Scan the records for lines with the word "pointing", and copy every such line.

**Dataset entries**
++++++++++++++++++++
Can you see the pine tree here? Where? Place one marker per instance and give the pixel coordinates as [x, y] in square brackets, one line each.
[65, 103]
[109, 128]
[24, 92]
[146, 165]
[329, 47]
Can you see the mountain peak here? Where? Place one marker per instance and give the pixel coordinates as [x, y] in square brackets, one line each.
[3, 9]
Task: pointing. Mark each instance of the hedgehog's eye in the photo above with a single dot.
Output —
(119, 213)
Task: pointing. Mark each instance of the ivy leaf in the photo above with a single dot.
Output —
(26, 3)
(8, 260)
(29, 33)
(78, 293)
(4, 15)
++++++++++++++++++++
**Response below**
Task: pointing. Mark each instance of the hedgehog's eye in the photo above with a single dot.
Task: pointing. Mark each instance of the ivy leaf in the photo above with a single dot.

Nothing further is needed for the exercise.